→ BRIEF
Copy out the entries word for word, from the line containing "Segment every instance of the stadium" through the line containing "[[[79,131],[78,133],[80,136],[91,136],[91,131]]]", including both of those lines.

→ EXERCISE MATERIAL
● ● ●

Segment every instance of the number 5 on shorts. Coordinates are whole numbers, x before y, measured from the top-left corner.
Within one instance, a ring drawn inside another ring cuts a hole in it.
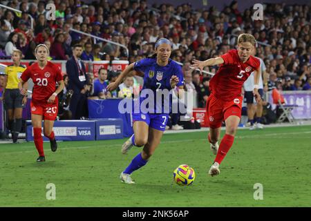
[[[162,125],[165,126],[165,123],[167,122],[167,116],[162,116],[162,118],[164,118],[164,121],[163,124],[162,124]]]

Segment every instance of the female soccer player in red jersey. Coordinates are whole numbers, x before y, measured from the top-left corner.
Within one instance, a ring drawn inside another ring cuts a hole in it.
[[[254,96],[257,102],[261,100],[258,93],[260,61],[252,56],[256,40],[249,34],[241,34],[238,37],[237,49],[204,61],[194,61],[194,68],[220,64],[218,71],[209,83],[211,95],[207,102],[207,122],[209,125],[208,139],[211,149],[216,155],[214,162],[209,169],[211,176],[218,175],[219,165],[233,144],[234,135],[240,122],[244,81],[254,71]],[[220,127],[225,119],[226,131],[220,144],[218,142],[220,136]]]
[[[50,140],[52,151],[56,151],[57,144],[53,131],[54,121],[57,116],[57,94],[63,90],[64,84],[61,70],[54,64],[48,61],[49,51],[44,44],[38,45],[35,50],[38,62],[28,67],[21,75],[19,88],[26,95],[24,84],[31,78],[34,83],[31,100],[31,121],[33,126],[35,145],[39,153],[37,162],[46,161],[43,148],[41,133],[42,119],[44,119],[44,135]],[[56,89],[56,82],[59,86]]]

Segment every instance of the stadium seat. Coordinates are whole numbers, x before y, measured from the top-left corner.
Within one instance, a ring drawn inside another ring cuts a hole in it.
[[[291,124],[294,123],[295,121],[295,118],[294,117],[292,110],[294,110],[295,107],[297,107],[298,105],[296,104],[282,104],[281,102],[281,100],[279,99],[279,104],[277,106],[279,106],[279,108],[282,110],[283,112],[279,117],[277,119],[277,122],[281,123],[284,122],[286,119],[288,119],[288,122]]]

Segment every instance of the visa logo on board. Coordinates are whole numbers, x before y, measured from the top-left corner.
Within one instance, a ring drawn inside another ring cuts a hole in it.
[[[79,131],[78,133],[80,136],[91,136],[91,131]]]

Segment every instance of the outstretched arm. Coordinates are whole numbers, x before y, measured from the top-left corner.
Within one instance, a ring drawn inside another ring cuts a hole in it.
[[[212,66],[214,65],[218,65],[225,63],[224,60],[221,57],[218,57],[216,58],[210,58],[206,61],[201,61],[194,59],[194,64],[191,65],[190,67],[193,68],[199,68],[200,73],[202,73],[202,70],[205,66]]]
[[[254,90],[253,90],[253,94],[254,96],[255,97],[256,99],[256,102],[257,103],[258,103],[261,100],[261,95],[259,95],[259,93],[258,93],[258,89],[259,88],[258,84],[259,84],[259,77],[261,77],[261,68],[259,67],[258,69],[255,70],[254,71]]]
[[[119,86],[119,84],[120,84],[121,81],[124,79],[124,77],[126,77],[127,75],[129,75],[129,73],[133,70],[134,64],[135,63],[132,63],[129,66],[128,66],[124,69],[124,70],[122,72],[121,75],[117,77],[115,82],[110,83],[107,86],[107,90],[109,91],[115,90]]]

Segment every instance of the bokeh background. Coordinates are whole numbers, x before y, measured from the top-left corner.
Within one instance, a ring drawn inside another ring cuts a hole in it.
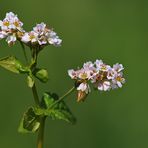
[[[46,22],[63,39],[60,48],[47,47],[39,65],[49,71],[44,91],[62,95],[73,82],[67,69],[102,59],[125,66],[126,84],[110,92],[93,91],[84,103],[75,94],[67,103],[76,125],[46,122],[45,148],[148,147],[148,1],[146,0],[1,0],[0,19],[13,11],[31,30]],[[29,49],[26,49],[29,54]],[[16,55],[24,62],[19,44],[0,43],[0,57]],[[25,77],[0,68],[0,148],[35,148],[36,135],[21,135],[17,127],[33,98]]]

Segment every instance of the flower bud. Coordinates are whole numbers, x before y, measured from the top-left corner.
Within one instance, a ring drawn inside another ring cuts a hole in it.
[[[48,72],[46,69],[36,69],[34,75],[43,83],[46,83],[48,81]]]
[[[88,94],[85,91],[79,90],[77,94],[77,102],[85,101],[87,95]]]

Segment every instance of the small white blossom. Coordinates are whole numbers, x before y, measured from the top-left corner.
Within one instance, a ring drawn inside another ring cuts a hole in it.
[[[16,36],[15,35],[8,36],[6,41],[7,41],[8,45],[11,46],[15,43]]]
[[[72,79],[75,79],[78,84],[80,83],[77,87],[78,91],[89,92],[89,81],[98,90],[108,91],[110,89],[121,88],[125,83],[122,72],[123,69],[122,64],[117,63],[111,67],[110,65],[104,64],[102,60],[96,60],[94,63],[91,61],[86,62],[81,69],[72,69],[69,70],[68,73]],[[80,96],[83,95],[81,94]]]
[[[68,70],[68,75],[69,75],[72,79],[76,79],[76,78],[77,78],[77,73],[76,73],[76,71],[74,71],[73,69]]]
[[[90,87],[87,83],[81,83],[78,87],[77,90],[80,90],[82,92],[85,92],[88,94],[90,92]]]
[[[24,43],[28,43],[28,42],[35,43],[38,41],[37,38],[38,38],[38,34],[34,31],[31,31],[29,33],[25,33],[21,40]]]
[[[6,13],[6,17],[0,20],[0,39],[6,38],[9,45],[13,45],[19,32],[24,33],[22,28],[23,23],[18,19],[17,15],[13,12]]]
[[[120,72],[124,69],[124,67],[122,64],[117,63],[117,64],[113,65],[113,69],[117,72]]]
[[[98,84],[98,90],[107,91],[111,89],[111,83],[109,81],[100,82]]]
[[[62,40],[53,30],[47,28],[47,25],[45,23],[40,23],[33,27],[33,31],[24,34],[24,36],[22,37],[22,42],[36,43],[40,46],[49,44],[60,46]]]

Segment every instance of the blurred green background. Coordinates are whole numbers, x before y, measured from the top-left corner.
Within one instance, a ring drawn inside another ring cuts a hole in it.
[[[146,0],[1,0],[0,19],[13,11],[31,30],[45,22],[63,39],[62,47],[48,46],[39,65],[49,70],[44,91],[62,95],[73,82],[67,69],[102,59],[125,66],[126,84],[110,92],[93,91],[84,103],[75,94],[67,103],[76,125],[46,122],[45,148],[148,148],[148,1]],[[29,51],[29,49],[26,49]],[[28,52],[29,54],[29,52]],[[19,44],[0,43],[0,57],[23,59]],[[33,99],[25,77],[0,68],[0,148],[35,148],[36,135],[21,135],[17,127]]]

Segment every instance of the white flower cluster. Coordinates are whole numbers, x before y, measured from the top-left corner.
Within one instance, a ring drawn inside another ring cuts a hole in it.
[[[54,45],[60,46],[62,40],[56,32],[47,28],[45,23],[37,24],[32,31],[25,32],[23,23],[13,12],[6,13],[3,21],[0,20],[0,39],[6,38],[9,45],[13,45],[17,40],[29,45]]]
[[[4,20],[0,20],[0,39],[6,38],[7,43],[13,45],[17,40],[17,33],[24,32],[22,26],[23,23],[17,15],[12,12],[6,13]]]
[[[33,31],[26,32],[21,40],[24,43],[31,42],[33,44],[51,44],[55,46],[60,46],[62,42],[54,31],[47,28],[45,23],[37,24]]]
[[[122,87],[125,83],[123,69],[122,64],[117,63],[111,67],[102,60],[96,60],[94,63],[84,63],[81,69],[68,70],[68,74],[79,84],[77,90],[88,94],[90,92],[89,81],[100,91]]]

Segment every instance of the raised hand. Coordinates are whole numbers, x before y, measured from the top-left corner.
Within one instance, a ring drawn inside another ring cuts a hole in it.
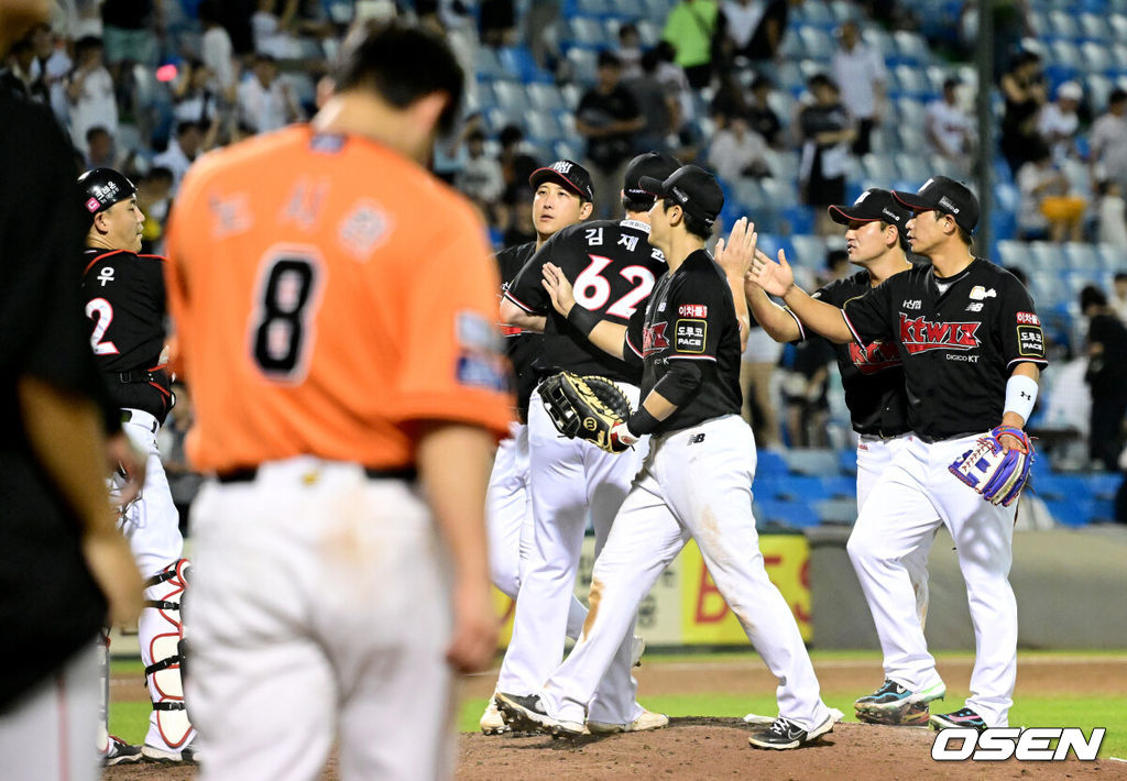
[[[724,273],[736,279],[743,278],[752,267],[757,240],[755,223],[748,222],[747,218],[736,220],[728,240],[721,238],[716,243],[716,261],[724,268]]]
[[[762,250],[756,249],[747,278],[771,295],[784,296],[795,286],[795,272],[787,263],[787,255],[781,249],[778,263]]]
[[[575,291],[571,289],[571,283],[564,276],[564,270],[551,263],[544,264],[541,274],[544,278],[541,279],[540,284],[544,286],[548,295],[551,296],[552,307],[557,312],[567,317],[571,308],[575,307]]]

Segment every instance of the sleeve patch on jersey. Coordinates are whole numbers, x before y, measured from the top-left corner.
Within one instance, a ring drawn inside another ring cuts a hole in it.
[[[458,382],[498,393],[509,392],[508,363],[486,355],[463,353],[458,357]]]
[[[678,353],[703,353],[707,336],[707,320],[677,320],[673,336],[673,349]]]
[[[1045,355],[1040,326],[1018,326],[1018,354],[1038,358]]]
[[[462,349],[500,352],[500,334],[488,318],[470,310],[462,310],[454,318],[454,322],[458,328],[458,344]]]

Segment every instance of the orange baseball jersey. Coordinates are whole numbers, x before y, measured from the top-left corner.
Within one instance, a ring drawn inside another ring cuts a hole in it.
[[[166,264],[193,463],[400,469],[419,420],[506,435],[485,236],[461,195],[366,139],[299,125],[198,160]]]

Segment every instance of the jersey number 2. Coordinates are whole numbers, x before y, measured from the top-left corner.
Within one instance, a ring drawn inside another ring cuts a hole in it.
[[[109,323],[114,321],[114,305],[105,299],[90,299],[86,302],[86,316],[96,320],[94,331],[90,334],[90,346],[94,348],[94,354],[117,355],[117,345],[109,339],[101,340],[106,330],[109,329]]]
[[[264,374],[299,380],[304,373],[317,273],[312,258],[293,252],[267,261],[252,337],[255,363]]]
[[[584,268],[575,278],[575,300],[584,309],[601,310],[611,299],[611,283],[603,276],[603,269],[611,265],[610,258],[588,255],[591,265]],[[645,266],[627,266],[619,276],[635,283],[635,287],[606,307],[606,313],[629,320],[638,303],[654,290],[654,273]]]

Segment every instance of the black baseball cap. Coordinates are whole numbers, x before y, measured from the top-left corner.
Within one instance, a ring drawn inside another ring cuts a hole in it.
[[[627,166],[627,174],[622,178],[622,189],[629,198],[653,197],[654,194],[642,189],[641,184],[639,184],[641,178],[646,176],[665,181],[678,168],[681,168],[681,161],[672,154],[642,152]]]
[[[978,198],[966,185],[946,176],[933,176],[915,193],[895,190],[893,197],[913,212],[942,212],[967,233],[978,224]]]
[[[665,181],[644,176],[638,185],[659,198],[672,198],[686,213],[703,220],[709,228],[724,208],[724,190],[716,177],[696,166],[682,166]]]
[[[557,160],[551,166],[538,168],[529,177],[529,184],[533,188],[544,181],[564,185],[584,201],[595,199],[595,186],[591,183],[591,172],[575,160]]]
[[[912,212],[894,198],[891,192],[877,187],[861,193],[852,206],[829,206],[826,211],[829,212],[829,219],[838,225],[882,220],[903,231],[904,225],[912,219]]]

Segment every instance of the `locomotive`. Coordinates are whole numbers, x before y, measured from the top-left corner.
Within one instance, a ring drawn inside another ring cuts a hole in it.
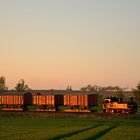
[[[0,93],[0,105],[2,110],[22,111],[34,106],[36,111],[59,111],[63,106],[66,112],[90,112],[97,106],[97,94],[72,90],[7,91]]]
[[[104,99],[102,109],[104,113],[136,113],[137,104],[134,102],[133,97],[130,97],[127,103],[116,97],[107,97]]]

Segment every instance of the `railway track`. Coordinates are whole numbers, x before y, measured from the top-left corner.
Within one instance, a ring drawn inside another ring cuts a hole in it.
[[[139,114],[138,114],[139,115]],[[111,114],[102,112],[42,112],[42,111],[1,111],[0,116],[28,116],[28,117],[53,117],[53,118],[97,118],[97,119],[111,119],[118,117],[133,117],[136,114]]]

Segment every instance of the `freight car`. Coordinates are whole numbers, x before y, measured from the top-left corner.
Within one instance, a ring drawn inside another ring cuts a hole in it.
[[[24,110],[26,106],[32,104],[31,93],[10,93],[6,92],[0,95],[0,105],[2,110]]]
[[[97,94],[69,93],[64,95],[66,112],[91,112],[91,107],[97,106]]]
[[[107,97],[104,99],[102,104],[103,112],[108,113],[136,113],[137,104],[134,102],[133,98],[130,98],[128,103],[123,103],[122,99],[119,100],[116,97]]]
[[[3,110],[27,110],[33,106],[37,111],[89,112],[97,105],[97,94],[68,90],[31,90],[25,92],[8,91],[0,94]]]

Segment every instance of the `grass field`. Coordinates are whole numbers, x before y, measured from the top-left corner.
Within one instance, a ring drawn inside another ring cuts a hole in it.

● ● ●

→ EXERCISE RESULT
Segment every instance of the stadium seat. Coordinates are whole numbers, x before y, measured from the top-left corner.
Within one instance, a ring drawn inside another ring cuts a hole in it.
[[[291,124],[294,123],[295,121],[295,118],[294,117],[292,110],[294,110],[295,107],[297,107],[298,105],[296,104],[282,104],[281,102],[281,100],[279,99],[279,104],[277,106],[279,106],[279,108],[282,110],[283,112],[279,117],[277,119],[277,122],[281,123],[284,122],[286,119],[288,119],[288,122]]]

Segment every instance of the visa logo on board. Coordinates are whole numbers, x before y, measured from the top-left corner.
Within one instance, a ring drawn inside another ring cuts a hole in it.
[[[79,131],[78,133],[80,136],[91,136],[91,131]]]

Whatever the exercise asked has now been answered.